EXERCISE GOAL: Once the line holding "dead bird, each" is found in the entries below, transcribe exactly every line up to and including the one holding "Target: small pebble", but leave out the pictures.

(Records from a collection)
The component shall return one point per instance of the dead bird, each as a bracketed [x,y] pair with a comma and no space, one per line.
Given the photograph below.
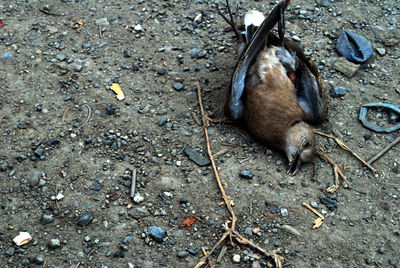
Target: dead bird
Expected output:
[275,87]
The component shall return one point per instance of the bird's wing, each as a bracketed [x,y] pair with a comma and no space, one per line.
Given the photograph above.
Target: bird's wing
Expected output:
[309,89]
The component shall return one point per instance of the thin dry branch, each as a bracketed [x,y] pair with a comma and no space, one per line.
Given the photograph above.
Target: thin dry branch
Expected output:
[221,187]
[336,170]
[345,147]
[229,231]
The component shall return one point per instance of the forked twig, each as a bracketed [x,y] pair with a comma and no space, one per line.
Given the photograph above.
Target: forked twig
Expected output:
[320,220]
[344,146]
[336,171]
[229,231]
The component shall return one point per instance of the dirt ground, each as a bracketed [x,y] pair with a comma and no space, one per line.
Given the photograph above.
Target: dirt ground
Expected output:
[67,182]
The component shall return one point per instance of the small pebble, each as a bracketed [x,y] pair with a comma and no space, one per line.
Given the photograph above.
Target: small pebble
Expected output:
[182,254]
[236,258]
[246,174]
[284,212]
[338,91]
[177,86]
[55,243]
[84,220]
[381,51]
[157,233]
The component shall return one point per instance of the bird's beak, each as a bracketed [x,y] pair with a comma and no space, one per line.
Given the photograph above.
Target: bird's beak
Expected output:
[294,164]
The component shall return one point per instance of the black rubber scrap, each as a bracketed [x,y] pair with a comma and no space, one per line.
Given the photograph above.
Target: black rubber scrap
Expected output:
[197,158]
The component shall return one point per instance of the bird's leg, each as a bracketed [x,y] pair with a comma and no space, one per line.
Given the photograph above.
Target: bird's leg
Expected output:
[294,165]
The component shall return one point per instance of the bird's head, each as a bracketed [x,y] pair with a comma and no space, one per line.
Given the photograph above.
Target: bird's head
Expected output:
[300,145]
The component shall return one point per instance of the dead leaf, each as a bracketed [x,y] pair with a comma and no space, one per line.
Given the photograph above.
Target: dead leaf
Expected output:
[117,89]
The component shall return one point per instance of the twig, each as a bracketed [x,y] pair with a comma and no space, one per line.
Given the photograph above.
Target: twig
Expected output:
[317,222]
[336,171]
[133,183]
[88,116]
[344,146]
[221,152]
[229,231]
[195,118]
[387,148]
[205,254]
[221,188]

...

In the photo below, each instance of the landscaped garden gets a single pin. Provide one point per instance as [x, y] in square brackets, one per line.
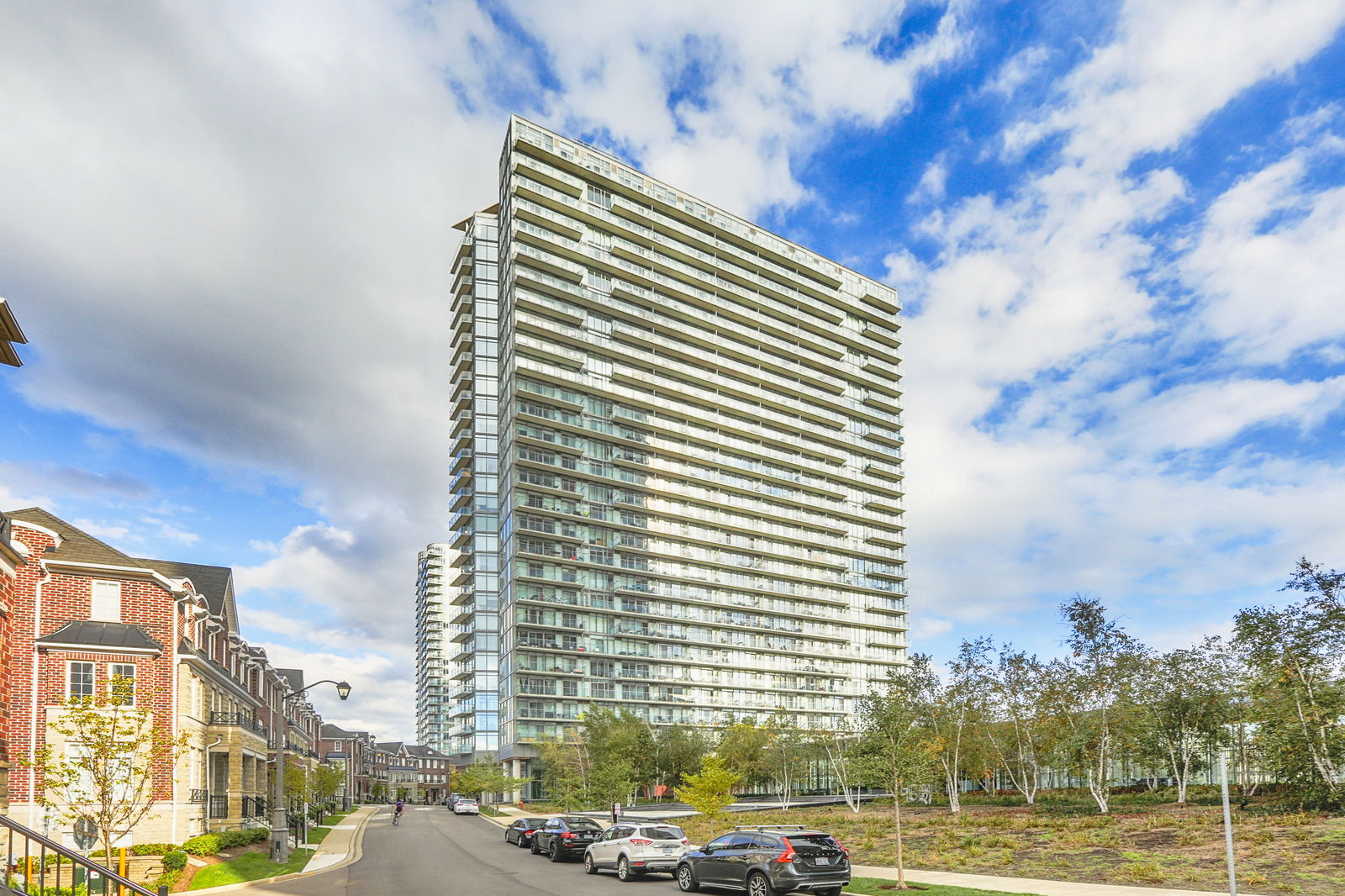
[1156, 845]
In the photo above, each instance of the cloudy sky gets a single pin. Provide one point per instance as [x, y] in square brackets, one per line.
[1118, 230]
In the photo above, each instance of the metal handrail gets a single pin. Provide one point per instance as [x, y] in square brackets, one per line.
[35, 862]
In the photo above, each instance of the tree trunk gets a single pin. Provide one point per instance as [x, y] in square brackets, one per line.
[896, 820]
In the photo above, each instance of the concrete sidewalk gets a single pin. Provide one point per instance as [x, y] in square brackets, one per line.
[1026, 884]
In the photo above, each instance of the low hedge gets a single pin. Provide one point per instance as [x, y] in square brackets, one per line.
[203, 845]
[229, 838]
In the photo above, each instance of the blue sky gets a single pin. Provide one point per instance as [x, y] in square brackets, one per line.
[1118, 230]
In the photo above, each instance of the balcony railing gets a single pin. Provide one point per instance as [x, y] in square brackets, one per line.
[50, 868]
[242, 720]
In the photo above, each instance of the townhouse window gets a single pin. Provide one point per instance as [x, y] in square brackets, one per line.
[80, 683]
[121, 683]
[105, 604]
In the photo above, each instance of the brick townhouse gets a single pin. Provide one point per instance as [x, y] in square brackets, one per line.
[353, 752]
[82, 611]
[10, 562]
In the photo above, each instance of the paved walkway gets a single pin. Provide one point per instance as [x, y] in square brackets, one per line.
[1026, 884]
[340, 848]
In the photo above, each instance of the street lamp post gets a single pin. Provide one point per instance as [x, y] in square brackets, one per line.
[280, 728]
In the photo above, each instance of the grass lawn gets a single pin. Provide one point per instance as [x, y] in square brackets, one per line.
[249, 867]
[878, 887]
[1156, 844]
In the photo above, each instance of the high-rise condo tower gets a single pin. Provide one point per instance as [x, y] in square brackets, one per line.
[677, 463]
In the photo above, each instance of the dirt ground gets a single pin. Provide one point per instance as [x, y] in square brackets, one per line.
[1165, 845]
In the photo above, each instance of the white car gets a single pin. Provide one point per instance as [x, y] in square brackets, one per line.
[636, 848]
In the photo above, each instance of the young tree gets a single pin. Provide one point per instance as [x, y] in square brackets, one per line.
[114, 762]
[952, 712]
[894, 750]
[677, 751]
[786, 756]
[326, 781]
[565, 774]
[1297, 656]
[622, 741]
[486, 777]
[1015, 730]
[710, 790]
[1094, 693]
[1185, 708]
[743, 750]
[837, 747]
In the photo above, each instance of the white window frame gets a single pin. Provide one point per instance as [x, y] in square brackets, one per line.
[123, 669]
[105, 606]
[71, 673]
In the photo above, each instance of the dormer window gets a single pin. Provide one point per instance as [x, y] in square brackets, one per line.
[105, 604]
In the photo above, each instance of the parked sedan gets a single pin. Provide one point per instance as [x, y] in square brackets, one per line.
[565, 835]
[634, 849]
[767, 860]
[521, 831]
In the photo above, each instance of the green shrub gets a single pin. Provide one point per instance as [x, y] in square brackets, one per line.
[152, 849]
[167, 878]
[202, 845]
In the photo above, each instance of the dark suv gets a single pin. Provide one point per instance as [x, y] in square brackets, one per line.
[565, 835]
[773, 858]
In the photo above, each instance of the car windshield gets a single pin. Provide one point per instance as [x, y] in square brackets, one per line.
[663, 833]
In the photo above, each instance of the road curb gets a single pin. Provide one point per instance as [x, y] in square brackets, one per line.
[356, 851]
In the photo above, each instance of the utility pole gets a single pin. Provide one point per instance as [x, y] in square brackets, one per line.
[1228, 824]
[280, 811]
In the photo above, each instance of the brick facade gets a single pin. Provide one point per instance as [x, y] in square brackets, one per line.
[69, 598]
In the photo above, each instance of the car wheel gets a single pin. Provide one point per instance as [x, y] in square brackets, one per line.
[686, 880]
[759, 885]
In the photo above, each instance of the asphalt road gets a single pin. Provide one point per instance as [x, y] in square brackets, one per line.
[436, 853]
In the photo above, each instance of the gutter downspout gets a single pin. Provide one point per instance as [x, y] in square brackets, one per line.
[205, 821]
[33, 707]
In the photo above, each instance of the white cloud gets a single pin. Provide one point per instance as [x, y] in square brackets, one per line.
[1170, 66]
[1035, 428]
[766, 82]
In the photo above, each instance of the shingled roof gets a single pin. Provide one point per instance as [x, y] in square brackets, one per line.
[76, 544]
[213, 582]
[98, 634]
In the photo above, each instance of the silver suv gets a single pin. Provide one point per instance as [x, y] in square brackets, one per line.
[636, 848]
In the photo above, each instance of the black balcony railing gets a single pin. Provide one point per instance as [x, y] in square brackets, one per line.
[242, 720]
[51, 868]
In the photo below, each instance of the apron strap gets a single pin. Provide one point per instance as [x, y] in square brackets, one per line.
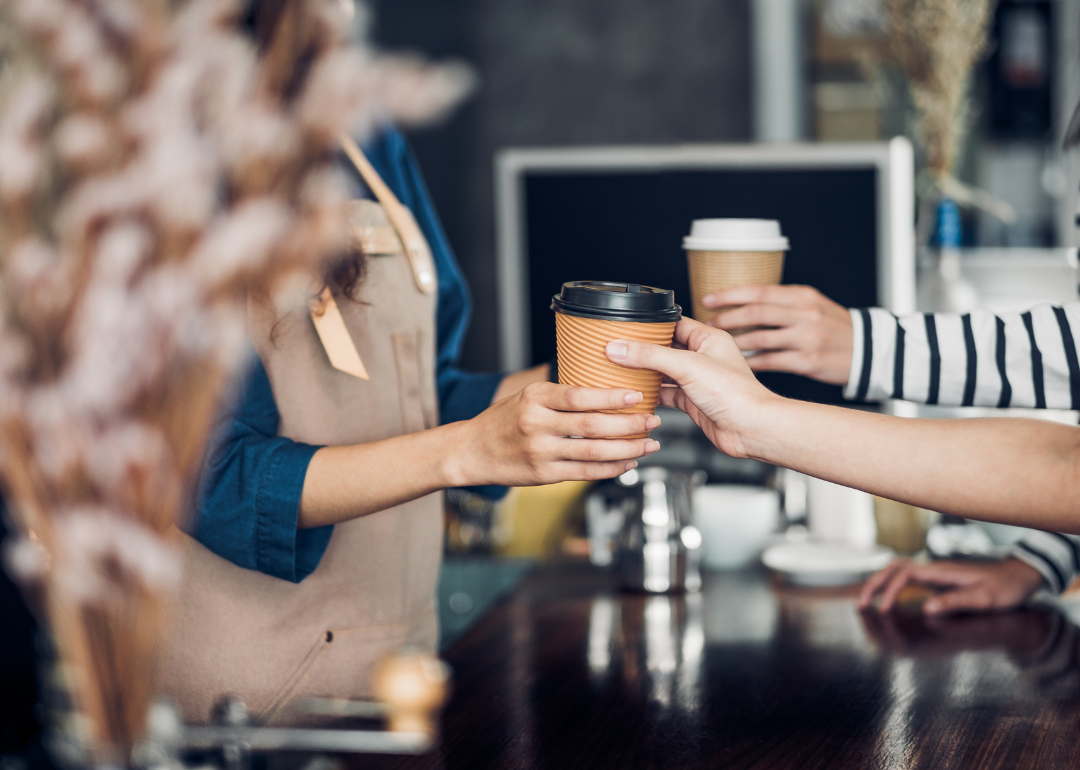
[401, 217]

--

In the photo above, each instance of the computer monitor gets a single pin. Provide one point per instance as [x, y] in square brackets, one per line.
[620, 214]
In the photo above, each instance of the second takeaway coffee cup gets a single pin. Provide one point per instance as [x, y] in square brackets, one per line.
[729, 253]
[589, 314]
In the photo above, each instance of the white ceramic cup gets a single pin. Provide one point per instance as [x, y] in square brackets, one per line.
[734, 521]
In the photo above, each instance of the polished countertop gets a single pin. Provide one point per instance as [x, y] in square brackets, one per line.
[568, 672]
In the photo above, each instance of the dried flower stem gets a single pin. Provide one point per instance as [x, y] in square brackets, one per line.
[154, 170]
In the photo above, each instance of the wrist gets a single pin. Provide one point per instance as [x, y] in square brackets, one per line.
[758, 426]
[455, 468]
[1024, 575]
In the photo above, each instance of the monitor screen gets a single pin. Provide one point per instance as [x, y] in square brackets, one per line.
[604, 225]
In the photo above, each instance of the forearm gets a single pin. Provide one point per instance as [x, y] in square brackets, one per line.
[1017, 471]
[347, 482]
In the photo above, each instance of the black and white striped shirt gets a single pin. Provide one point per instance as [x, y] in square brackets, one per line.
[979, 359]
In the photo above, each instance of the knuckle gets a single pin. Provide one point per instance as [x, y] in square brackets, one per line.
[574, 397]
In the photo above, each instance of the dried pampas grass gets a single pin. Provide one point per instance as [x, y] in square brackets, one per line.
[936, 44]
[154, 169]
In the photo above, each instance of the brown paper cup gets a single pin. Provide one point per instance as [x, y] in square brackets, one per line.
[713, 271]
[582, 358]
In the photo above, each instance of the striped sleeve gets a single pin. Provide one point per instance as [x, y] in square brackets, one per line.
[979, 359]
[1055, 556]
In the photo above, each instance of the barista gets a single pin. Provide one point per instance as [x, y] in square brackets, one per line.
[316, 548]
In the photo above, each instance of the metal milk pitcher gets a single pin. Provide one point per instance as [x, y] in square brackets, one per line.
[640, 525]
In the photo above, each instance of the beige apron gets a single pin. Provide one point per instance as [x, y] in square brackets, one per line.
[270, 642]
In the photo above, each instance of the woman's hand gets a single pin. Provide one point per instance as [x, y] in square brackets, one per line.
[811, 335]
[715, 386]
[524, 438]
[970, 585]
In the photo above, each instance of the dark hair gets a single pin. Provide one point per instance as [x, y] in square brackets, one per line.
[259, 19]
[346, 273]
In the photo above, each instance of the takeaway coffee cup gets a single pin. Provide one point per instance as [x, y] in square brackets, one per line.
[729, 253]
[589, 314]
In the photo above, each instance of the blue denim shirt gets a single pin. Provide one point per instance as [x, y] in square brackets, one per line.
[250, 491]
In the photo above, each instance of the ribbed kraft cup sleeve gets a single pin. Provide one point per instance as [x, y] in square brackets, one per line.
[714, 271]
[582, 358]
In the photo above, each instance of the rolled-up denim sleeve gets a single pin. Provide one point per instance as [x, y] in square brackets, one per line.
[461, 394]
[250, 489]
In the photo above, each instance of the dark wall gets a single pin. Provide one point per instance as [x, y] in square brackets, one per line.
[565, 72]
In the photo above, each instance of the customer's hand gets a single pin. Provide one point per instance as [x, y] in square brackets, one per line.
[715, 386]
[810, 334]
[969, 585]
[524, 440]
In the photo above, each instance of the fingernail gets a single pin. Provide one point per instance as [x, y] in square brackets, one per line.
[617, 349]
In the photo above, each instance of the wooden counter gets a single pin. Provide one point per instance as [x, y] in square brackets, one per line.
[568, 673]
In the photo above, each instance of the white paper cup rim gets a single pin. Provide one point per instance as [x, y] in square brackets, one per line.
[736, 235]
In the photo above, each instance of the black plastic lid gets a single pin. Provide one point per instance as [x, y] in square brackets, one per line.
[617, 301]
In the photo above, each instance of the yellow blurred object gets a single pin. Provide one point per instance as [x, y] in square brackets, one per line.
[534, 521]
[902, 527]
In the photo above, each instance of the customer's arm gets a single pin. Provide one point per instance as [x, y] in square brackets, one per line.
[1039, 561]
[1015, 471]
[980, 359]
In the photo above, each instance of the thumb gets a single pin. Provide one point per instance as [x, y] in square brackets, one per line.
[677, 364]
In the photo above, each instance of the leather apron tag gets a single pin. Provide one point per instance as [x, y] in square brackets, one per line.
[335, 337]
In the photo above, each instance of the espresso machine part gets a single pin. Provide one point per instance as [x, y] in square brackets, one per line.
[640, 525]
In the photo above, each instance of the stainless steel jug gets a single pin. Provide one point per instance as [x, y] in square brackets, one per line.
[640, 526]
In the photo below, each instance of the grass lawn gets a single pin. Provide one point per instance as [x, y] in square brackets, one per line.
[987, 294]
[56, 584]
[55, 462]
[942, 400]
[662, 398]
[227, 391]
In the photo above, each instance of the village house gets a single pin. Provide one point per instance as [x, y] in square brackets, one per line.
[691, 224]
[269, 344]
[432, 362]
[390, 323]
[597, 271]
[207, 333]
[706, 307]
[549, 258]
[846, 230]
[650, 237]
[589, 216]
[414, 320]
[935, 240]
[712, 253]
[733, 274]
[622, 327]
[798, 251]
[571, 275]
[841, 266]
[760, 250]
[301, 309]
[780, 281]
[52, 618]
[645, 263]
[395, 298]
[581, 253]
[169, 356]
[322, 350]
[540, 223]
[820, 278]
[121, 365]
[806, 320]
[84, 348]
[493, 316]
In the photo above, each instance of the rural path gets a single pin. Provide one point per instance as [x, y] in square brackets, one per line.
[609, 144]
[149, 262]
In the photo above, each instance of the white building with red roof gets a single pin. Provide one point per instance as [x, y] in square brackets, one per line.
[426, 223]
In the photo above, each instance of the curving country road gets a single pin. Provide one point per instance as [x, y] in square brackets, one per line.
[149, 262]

RESPONSE AREA:
The component shall return one point per instance of the dead bird, each as a bracketed [x,y] pair with a comma and no space, one per line.
Given the photograph below.
Target: dead bird
Expected output:
[275,87]
The component shall return one point per instance of the bird's wing, each as a bracketed [x,y] pair with a comma and no space, one per line.
Given the photograph above.
Target: bird's wing
Expected output:
[309,89]
The component shall return one point per instance of the thin dry branch, each as a bracketed [x,y] pair with a comma and no space, one per line.
Given the photograph above.
Target: thin dry branch
Expected output:
[221,187]
[336,170]
[345,147]
[229,231]
The component shall return one point per instance of the forked twig, each as a bracketed [x,y] pair with a comma and no space, one per line.
Given the photograph above.
Target: forked twig
Expected output:
[320,220]
[344,146]
[336,171]
[229,231]
The component shall return one point per instance of the dirt ground, each as a bracketed [x,y] pair with a comma and no space, one per line.
Given the photograph above.
Target: dirt ground
Expected output:
[67,182]
The component shall return one point per instance of the small pebble, each as a bracketed [x,y] pair with a comma and no space, one per line.
Given the photograph above.
Target: small pebble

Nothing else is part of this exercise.